(Saved entries)
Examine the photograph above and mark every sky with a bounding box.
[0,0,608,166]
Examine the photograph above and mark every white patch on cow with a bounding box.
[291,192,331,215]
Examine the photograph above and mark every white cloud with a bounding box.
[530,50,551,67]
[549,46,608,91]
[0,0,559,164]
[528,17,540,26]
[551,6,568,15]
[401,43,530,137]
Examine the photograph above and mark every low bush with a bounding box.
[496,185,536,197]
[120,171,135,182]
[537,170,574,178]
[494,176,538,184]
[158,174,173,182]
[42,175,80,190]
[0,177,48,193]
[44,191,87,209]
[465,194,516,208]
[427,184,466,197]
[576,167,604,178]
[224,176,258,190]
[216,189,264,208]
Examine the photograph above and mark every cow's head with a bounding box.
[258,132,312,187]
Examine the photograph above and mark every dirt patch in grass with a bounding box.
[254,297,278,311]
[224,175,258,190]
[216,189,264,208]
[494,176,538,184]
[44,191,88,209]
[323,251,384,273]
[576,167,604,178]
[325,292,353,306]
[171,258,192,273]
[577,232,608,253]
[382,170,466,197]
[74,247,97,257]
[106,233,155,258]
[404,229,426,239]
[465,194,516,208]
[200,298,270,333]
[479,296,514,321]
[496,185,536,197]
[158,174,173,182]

--

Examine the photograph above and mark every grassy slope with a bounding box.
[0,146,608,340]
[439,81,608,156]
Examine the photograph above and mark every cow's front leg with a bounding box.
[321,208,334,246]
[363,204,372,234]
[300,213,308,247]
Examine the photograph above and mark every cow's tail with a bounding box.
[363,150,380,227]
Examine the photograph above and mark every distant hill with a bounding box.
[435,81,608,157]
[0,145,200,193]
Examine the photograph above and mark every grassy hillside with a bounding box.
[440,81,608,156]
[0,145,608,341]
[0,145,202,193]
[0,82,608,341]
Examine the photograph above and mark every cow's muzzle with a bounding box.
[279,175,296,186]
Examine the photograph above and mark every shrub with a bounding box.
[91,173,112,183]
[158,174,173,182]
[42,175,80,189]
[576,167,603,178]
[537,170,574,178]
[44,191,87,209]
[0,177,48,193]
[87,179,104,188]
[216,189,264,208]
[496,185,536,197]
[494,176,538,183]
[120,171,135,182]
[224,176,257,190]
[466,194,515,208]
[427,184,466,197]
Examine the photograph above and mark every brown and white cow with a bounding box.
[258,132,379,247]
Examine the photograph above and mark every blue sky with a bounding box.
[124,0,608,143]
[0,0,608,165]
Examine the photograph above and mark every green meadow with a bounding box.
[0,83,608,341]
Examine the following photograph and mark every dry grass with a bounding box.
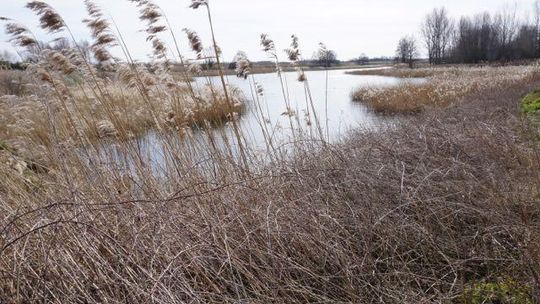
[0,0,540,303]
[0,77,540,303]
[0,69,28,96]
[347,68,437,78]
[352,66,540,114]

- **What is expected**: Can you write out every line again, from the one containing "Examine the photograph above and mark every cow's front" down to the one containing "[0,83,608,341]", with each bounding-box coordinate adjusted upward by 33?

- **Answer in full**:
Examine the photograph above and mark every cow's front leg with a bounding box.
[354,241,367,279]
[396,237,405,267]
[333,246,341,280]
Examine the photograph above and mark every cow's tail with a bounding box.
[396,183,413,260]
Examine the photograph above and mark every distant hill with a bounding box.
[468,114,641,190]
[33,178,233,226]
Examine the photograph above and mark every grassy hillside with a bounding box.
[473,114,641,189]
[33,178,641,374]
[33,178,235,226]
[33,115,641,374]
Examine the photograph above and mark every cow's muzzle with a bounding box.
[312,208,329,219]
Examine the photograph above and mark every shrub with a bounding box.
[124,206,145,216]
[191,207,206,215]
[75,208,113,222]
[609,200,636,211]
[570,203,607,211]
[77,224,120,242]
[33,210,81,226]
[120,212,137,221]
[249,222,297,241]
[529,218,569,230]
[527,209,571,216]
[153,204,168,215]
[257,209,290,223]
[499,227,548,241]
[460,217,499,230]
Examine the photograph above and mark every brown and white cow with a bounding box.
[291,165,412,280]
Examine the photograph above and mark every blue sky with a bounding box.
[157,33,641,176]
[33,33,641,198]
Examine the photograph above and mark every green meadow with a bounding box.
[33,116,641,374]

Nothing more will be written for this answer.